**EXERCISE PROMPT**
Everything from the line containing "Reviewer note: confirm that each instance of the purple petal" through the last line of the data below is to be retyped exactly, apart from the pictures.
-------
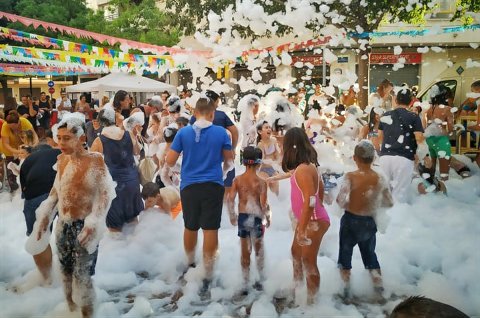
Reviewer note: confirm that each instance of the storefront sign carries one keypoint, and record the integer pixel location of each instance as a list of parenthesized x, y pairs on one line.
[(390, 58), (315, 60)]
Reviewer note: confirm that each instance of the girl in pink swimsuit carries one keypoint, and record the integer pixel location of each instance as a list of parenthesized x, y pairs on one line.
[(306, 196)]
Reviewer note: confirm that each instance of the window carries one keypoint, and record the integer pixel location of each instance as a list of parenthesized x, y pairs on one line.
[(451, 84), (444, 10)]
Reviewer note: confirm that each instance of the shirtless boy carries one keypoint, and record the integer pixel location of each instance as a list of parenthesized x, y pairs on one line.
[(83, 191), (253, 213), (440, 124), (362, 194)]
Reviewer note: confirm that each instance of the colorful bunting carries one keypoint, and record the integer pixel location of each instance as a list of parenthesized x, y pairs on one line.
[(38, 70)]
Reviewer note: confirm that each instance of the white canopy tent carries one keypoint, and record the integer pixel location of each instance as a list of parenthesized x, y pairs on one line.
[(122, 81)]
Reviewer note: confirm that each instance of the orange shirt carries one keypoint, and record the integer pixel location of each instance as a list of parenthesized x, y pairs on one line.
[(14, 139)]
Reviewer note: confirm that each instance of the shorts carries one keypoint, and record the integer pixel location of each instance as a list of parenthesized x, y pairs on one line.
[(202, 206), (250, 225), (29, 209), (268, 170), (438, 144), (356, 229), (229, 179), (74, 259)]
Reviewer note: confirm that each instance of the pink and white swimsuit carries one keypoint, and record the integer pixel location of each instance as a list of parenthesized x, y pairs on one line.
[(297, 199)]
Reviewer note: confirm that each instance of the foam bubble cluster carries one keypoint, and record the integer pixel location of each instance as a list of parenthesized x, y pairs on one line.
[(74, 121)]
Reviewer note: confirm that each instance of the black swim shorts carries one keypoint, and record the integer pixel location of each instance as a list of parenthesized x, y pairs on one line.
[(202, 205)]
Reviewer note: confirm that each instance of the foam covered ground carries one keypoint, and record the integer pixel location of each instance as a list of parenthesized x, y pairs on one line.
[(430, 248)]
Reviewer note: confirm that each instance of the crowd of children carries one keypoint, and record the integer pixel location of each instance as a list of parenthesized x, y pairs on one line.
[(186, 148)]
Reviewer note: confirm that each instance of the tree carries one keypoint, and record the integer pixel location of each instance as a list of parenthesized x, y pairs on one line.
[(138, 20), (141, 20), (367, 18)]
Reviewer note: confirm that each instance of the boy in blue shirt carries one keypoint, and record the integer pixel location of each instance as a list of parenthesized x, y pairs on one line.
[(205, 147)]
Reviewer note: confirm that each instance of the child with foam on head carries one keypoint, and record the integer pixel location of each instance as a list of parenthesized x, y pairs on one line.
[(363, 193), (83, 191), (170, 176), (204, 147), (253, 213), (270, 152), (163, 200)]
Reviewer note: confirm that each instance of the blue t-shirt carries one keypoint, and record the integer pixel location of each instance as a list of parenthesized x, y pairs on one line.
[(221, 119), (399, 137), (202, 161)]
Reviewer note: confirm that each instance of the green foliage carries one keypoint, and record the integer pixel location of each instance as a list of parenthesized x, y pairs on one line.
[(141, 21), (138, 20), (464, 6)]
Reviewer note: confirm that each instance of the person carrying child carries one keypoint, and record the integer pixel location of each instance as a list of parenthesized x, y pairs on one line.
[(429, 182), (271, 154), (204, 147), (362, 194), (440, 124), (300, 161), (253, 214), (161, 199), (82, 191)]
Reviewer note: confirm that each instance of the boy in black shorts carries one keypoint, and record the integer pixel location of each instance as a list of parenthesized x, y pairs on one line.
[(204, 147), (253, 213)]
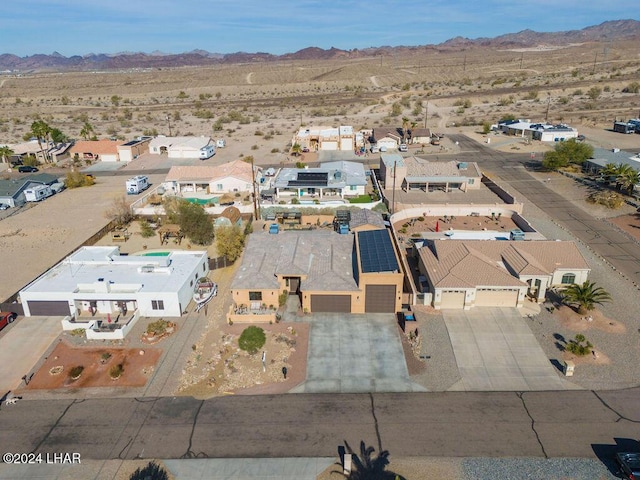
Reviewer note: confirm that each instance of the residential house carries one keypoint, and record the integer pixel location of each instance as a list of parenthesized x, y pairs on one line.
[(331, 179), (326, 138), (357, 273), (104, 150), (98, 280), (485, 273), (231, 177), (413, 173), (183, 147)]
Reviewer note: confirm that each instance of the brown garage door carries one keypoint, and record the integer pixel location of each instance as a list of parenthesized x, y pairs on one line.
[(452, 299), (41, 307), (496, 298), (380, 299), (331, 303)]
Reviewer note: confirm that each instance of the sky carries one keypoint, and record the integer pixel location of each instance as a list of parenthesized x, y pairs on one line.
[(80, 27)]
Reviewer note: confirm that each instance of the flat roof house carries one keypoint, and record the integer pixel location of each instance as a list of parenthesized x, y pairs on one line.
[(329, 272), (491, 273), (332, 179), (183, 147), (98, 280), (326, 138), (412, 173), (236, 176), (104, 150)]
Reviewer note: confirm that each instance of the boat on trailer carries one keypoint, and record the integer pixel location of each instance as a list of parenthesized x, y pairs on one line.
[(204, 291)]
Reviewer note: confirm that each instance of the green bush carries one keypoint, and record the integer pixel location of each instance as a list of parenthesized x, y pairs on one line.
[(252, 339)]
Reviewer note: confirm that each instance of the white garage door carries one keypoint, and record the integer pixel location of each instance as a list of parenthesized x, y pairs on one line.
[(452, 299), (496, 298)]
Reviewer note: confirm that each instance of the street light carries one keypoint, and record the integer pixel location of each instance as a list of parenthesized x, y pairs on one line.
[(169, 122)]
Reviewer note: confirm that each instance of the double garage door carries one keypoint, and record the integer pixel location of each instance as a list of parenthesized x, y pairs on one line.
[(46, 308), (496, 298)]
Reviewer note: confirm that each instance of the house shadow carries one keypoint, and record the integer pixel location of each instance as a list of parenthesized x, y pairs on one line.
[(606, 452)]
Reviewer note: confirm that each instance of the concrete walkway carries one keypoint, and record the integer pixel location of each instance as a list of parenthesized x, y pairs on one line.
[(355, 354), (496, 351)]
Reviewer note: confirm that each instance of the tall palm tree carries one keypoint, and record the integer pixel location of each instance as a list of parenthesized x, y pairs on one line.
[(585, 297), (86, 131), (5, 153)]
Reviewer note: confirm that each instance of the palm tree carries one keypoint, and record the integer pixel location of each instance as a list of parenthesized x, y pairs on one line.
[(86, 131), (5, 153), (367, 467), (585, 297)]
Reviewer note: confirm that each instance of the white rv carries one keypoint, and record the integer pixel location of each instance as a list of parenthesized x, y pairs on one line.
[(37, 193), (137, 184)]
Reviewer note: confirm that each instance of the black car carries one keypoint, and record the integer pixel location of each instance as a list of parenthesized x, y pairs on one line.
[(629, 465)]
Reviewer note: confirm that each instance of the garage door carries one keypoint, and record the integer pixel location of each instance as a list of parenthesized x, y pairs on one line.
[(380, 299), (331, 303), (496, 298), (44, 308), (452, 299)]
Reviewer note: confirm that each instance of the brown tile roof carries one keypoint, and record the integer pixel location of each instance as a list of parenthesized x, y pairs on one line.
[(237, 169), (96, 147), (472, 263)]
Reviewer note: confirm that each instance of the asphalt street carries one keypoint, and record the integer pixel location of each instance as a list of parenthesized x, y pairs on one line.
[(453, 424)]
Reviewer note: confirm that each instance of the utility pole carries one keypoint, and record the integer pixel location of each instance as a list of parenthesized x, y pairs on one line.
[(426, 114), (256, 202)]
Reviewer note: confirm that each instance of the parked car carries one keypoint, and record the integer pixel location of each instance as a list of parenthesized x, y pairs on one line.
[(629, 464), (6, 318)]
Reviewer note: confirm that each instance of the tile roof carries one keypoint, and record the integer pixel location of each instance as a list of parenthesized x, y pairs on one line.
[(472, 263), (324, 257), (208, 173)]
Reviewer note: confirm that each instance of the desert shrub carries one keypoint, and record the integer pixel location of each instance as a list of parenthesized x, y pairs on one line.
[(152, 471), (252, 339), (116, 371), (75, 372), (145, 229), (579, 345)]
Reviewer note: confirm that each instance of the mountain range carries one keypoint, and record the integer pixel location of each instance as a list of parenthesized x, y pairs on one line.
[(607, 31)]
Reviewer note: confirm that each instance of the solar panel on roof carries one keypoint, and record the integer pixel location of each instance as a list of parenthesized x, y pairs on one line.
[(376, 252)]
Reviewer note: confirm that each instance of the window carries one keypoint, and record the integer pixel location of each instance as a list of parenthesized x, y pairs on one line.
[(157, 304)]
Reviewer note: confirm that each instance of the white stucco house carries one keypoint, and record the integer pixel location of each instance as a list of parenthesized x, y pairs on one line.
[(98, 281), (236, 176), (183, 147)]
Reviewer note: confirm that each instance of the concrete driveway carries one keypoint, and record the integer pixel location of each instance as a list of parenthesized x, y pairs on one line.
[(22, 344), (355, 354), (496, 351)]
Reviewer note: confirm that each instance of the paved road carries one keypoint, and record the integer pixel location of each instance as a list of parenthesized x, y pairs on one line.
[(530, 424), (616, 247)]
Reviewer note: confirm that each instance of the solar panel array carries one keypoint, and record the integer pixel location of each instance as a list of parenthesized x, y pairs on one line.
[(376, 252)]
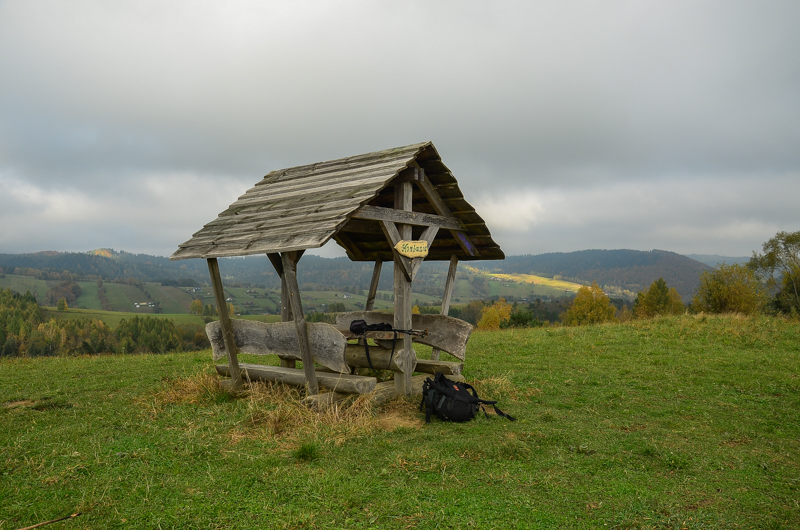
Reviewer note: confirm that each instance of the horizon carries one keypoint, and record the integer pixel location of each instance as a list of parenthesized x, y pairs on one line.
[(616, 124), (308, 253)]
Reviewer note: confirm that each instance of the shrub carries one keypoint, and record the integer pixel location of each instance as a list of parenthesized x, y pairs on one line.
[(730, 289), (658, 300), (590, 306), (494, 315), (779, 267)]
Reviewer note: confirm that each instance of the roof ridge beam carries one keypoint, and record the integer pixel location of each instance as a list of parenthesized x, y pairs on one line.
[(379, 213)]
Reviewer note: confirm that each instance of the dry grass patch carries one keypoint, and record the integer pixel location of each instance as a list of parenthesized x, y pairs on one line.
[(274, 411)]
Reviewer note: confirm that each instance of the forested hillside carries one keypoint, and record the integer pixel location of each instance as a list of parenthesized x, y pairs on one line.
[(628, 269), (634, 270)]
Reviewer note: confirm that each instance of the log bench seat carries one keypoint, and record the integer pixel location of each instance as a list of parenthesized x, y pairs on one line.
[(445, 333), (330, 350)]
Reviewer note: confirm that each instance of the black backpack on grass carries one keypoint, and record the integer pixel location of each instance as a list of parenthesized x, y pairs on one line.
[(453, 401)]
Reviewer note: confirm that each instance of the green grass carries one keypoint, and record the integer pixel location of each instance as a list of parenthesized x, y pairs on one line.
[(21, 284), (112, 318), (682, 422), (88, 298)]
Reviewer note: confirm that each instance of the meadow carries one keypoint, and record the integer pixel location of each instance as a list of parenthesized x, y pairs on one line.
[(680, 422)]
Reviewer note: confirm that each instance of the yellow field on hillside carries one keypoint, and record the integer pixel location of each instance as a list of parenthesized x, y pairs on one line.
[(538, 280)]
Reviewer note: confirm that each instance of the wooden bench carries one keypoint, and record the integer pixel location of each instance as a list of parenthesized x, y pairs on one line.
[(328, 347)]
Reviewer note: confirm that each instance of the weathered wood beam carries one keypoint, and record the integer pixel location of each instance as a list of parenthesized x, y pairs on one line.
[(227, 329), (433, 366), (345, 383), (428, 235), (280, 338), (441, 208), (289, 272), (402, 284), (286, 311), (446, 333), (355, 226), (448, 294), (410, 174), (373, 285), (357, 357), (378, 213), (349, 245)]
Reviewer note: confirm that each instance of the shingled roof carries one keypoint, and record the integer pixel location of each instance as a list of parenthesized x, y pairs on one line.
[(346, 199)]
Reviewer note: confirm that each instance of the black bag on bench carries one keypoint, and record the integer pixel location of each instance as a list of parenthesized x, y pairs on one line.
[(360, 327), (453, 401)]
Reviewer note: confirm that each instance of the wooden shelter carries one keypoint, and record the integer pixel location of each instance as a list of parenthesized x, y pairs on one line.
[(373, 205)]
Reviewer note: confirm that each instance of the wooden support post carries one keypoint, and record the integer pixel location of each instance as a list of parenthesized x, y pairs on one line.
[(225, 322), (448, 293), (402, 288), (373, 286), (290, 274), (286, 311)]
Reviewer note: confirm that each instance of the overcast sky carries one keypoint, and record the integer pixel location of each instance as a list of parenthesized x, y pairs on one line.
[(569, 125)]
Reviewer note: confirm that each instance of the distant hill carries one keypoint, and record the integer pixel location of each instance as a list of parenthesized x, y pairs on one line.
[(628, 269), (634, 270), (712, 260)]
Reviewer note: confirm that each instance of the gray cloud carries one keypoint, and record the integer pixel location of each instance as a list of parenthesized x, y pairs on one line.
[(555, 103)]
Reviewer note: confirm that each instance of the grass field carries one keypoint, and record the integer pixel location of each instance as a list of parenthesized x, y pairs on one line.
[(112, 318), (528, 286), (682, 422)]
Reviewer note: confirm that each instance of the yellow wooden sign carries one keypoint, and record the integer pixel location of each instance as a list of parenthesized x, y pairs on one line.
[(412, 249)]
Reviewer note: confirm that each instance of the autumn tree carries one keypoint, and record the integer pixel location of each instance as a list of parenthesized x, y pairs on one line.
[(658, 300), (591, 306), (779, 267), (494, 315), (196, 306), (730, 289)]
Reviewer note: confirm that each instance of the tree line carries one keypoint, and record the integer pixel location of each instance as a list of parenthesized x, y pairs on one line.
[(24, 332), (770, 283)]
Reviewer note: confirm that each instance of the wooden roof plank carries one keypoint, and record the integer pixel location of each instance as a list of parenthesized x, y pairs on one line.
[(305, 206)]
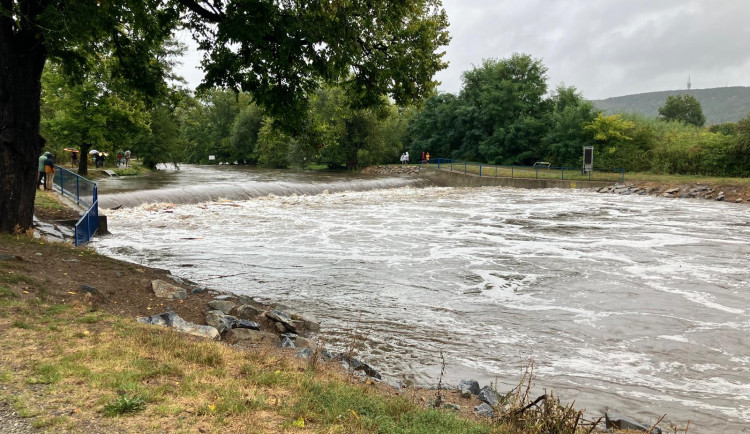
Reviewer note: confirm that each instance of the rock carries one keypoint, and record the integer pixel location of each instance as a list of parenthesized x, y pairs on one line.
[(484, 409), (247, 312), (163, 289), (225, 306), (286, 343), (222, 322), (618, 421), (488, 395), (246, 324), (283, 318), (303, 342), (310, 325), (304, 353), (358, 365), (89, 289), (251, 336), (468, 388), (172, 320)]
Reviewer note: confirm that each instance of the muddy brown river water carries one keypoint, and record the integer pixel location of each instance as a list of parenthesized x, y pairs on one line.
[(637, 304)]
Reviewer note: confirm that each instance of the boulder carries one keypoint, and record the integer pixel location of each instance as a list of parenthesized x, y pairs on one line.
[(468, 388), (222, 322), (484, 409), (225, 306), (358, 365), (251, 336), (618, 421), (172, 320), (304, 353), (454, 407), (283, 318), (246, 324), (163, 289), (310, 325), (246, 311), (488, 395)]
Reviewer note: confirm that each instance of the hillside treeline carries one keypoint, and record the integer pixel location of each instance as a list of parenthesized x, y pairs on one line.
[(504, 114)]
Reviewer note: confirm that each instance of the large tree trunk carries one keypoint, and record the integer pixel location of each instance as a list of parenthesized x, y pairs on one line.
[(22, 57)]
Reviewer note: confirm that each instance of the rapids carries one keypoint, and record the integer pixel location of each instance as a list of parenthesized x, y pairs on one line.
[(638, 304)]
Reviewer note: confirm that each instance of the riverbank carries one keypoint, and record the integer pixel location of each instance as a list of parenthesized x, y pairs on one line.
[(73, 359), (42, 267)]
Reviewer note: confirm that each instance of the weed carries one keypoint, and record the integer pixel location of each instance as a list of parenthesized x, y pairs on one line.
[(6, 376), (7, 293), (124, 404), (22, 325), (88, 319)]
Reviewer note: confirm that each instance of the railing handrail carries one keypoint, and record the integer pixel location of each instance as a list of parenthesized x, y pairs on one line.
[(88, 224)]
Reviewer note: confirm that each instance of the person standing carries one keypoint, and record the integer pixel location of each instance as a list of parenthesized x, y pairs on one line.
[(42, 173), (49, 169)]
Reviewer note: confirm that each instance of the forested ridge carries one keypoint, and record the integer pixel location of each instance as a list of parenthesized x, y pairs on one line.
[(721, 104)]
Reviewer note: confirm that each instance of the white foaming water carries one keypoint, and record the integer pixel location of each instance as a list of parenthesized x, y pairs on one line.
[(635, 303)]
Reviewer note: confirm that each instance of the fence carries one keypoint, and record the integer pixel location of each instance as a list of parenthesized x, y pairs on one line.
[(84, 192), (533, 172)]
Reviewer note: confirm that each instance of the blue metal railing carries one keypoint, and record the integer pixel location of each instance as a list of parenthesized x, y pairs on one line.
[(534, 172), (84, 192)]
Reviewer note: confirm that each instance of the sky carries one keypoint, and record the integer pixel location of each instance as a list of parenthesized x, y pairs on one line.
[(605, 48)]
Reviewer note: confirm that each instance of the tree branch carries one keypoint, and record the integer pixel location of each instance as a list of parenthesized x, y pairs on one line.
[(213, 16)]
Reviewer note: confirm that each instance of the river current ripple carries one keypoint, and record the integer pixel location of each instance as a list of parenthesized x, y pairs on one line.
[(637, 304)]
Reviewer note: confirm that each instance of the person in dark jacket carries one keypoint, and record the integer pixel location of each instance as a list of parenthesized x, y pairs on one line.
[(42, 181), (49, 169)]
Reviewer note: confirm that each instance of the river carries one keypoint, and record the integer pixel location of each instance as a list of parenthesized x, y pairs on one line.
[(633, 303)]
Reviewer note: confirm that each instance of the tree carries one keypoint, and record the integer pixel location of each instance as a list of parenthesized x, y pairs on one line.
[(279, 51), (683, 108), (509, 108), (566, 136)]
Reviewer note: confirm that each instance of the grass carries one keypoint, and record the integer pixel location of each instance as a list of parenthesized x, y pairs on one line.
[(142, 377), (46, 200)]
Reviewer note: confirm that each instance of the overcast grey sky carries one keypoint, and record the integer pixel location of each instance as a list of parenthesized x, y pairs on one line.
[(604, 48)]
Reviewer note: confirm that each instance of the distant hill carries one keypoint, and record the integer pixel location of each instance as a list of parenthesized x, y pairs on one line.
[(721, 104)]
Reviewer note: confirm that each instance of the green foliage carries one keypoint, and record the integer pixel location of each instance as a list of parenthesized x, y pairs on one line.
[(280, 51), (683, 108), (506, 122), (124, 404), (273, 146)]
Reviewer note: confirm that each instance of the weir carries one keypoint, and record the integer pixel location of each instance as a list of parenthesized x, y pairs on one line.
[(247, 190)]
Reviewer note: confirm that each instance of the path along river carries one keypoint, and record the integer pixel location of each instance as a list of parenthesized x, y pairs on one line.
[(633, 303)]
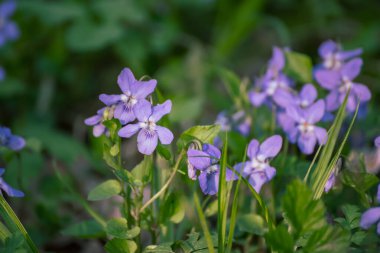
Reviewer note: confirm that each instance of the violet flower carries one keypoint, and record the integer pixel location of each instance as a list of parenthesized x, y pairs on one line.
[(377, 142), (273, 81), (133, 97), (8, 29), (302, 129), (372, 215), (11, 192), (149, 131), (207, 163), (333, 56), (106, 113), (257, 170), (8, 140), (340, 82), (2, 74)]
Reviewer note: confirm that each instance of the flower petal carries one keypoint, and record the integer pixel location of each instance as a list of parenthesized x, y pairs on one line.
[(147, 141), (306, 142), (213, 151), (308, 95), (328, 79), (209, 182), (362, 92), (253, 148), (160, 110), (352, 68), (16, 142), (321, 135), (370, 217), (326, 48), (199, 159), (93, 120), (270, 147), (257, 98), (109, 99), (315, 112), (125, 79), (129, 130), (142, 89), (164, 134)]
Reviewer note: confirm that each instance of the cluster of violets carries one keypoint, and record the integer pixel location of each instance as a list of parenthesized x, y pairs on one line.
[(299, 112), (257, 170), (372, 215), (135, 113), (15, 143), (8, 29)]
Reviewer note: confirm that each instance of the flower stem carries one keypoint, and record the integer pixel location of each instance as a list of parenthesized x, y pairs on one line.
[(12, 218), (166, 185)]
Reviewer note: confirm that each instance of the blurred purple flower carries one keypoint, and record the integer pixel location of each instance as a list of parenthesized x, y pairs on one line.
[(2, 74), (305, 98), (372, 215), (273, 80), (377, 142), (333, 56), (339, 82), (133, 97), (106, 113), (11, 192), (149, 132), (8, 140), (207, 162), (8, 29), (257, 170), (302, 129)]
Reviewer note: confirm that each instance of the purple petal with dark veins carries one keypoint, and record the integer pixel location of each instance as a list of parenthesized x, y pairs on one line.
[(147, 141)]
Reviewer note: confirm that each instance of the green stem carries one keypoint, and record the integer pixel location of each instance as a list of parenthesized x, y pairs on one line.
[(166, 185), (12, 218)]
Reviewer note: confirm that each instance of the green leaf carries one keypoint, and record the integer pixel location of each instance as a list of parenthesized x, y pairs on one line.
[(85, 229), (105, 190), (326, 240), (164, 152), (251, 223), (204, 134), (299, 66), (118, 227), (117, 245), (174, 209), (300, 209), (143, 171), (280, 240)]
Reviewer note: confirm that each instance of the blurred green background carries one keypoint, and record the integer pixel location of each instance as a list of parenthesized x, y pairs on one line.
[(71, 51)]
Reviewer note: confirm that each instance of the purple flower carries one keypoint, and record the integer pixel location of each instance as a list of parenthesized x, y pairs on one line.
[(305, 98), (302, 129), (339, 82), (8, 29), (207, 162), (272, 82), (257, 170), (333, 56), (372, 215), (2, 74), (133, 97), (11, 192), (149, 132), (377, 142), (106, 113), (7, 139)]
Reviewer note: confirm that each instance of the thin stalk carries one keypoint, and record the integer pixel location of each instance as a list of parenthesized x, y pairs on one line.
[(166, 185), (202, 219), (12, 218)]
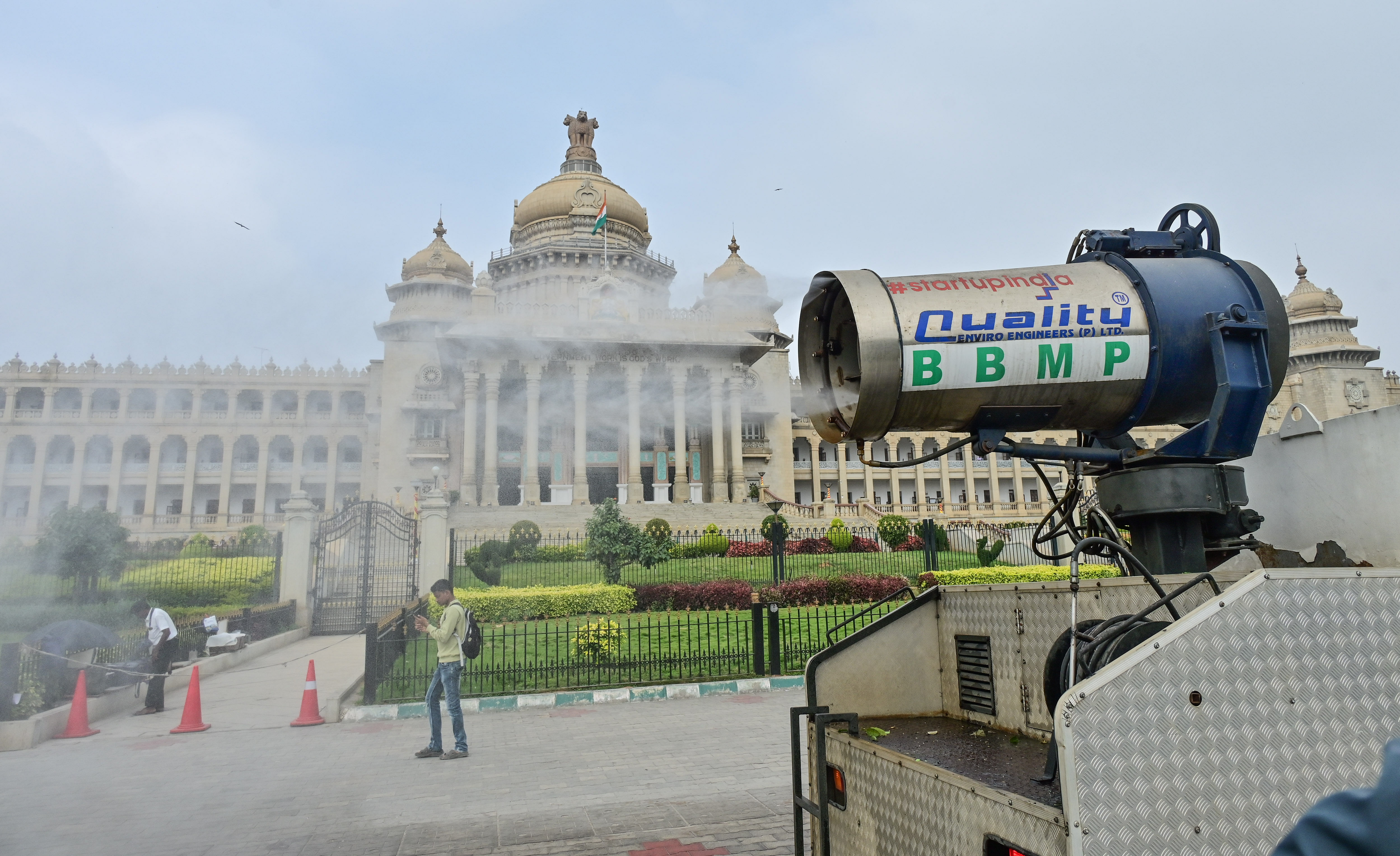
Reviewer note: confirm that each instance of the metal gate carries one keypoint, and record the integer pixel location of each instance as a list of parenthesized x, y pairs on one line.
[(367, 564)]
-------
**REPLY**
Reviewer note: confirm that each instance of the purple petal with dark veins carries one keypoint, and record the integer pixel location of each instance as a list of parenthesized x, y pairs on one line.
[(147, 141)]
Reviewer note: confirm that each instance of the green stem carries one keypoint, and record the integer pixel location of each instance as a list of parenthesized x, y pairs on one line.
[(166, 185), (12, 218)]
Reviewer note: confirm that each instance of the green leaf carries one keypoint, and record the integer pixel location of each instance as a list of parenthesized x, y pairs on one line.
[(85, 229), (105, 190), (326, 240), (164, 152), (251, 223), (204, 134), (299, 66), (118, 227), (117, 245), (174, 209), (300, 209), (143, 171), (280, 240)]
Reviewer note: confirm that each instance of the blurred green background carries one keypoint, and record the integer pixel location of each instance as a list of parenthesized x, y pairs on one line.
[(71, 51)]
Reviewer note: confirm that each instance of the purple flower carries one keypoint, and record the integer pixel location of each instance as a list of parenthesized x, y pairs on one line.
[(305, 98), (302, 129), (339, 82), (8, 29), (207, 162), (272, 82), (257, 170), (333, 56), (372, 215), (2, 74), (133, 97), (11, 192), (149, 132), (377, 142), (106, 113), (7, 139)]
Reviewer note: confirm that each instance of the thin stalk carries one keypoint, and record the integer pixel location of each instance as a list of parenthesized x, y pairs on one line.
[(166, 185), (202, 219), (12, 218)]
Reviewer note: confirm that each instance of the metal gate carries one keypoint, and record the integer pixel location of each instance as a list of parenthesized x, y pairs on one line.
[(367, 564)]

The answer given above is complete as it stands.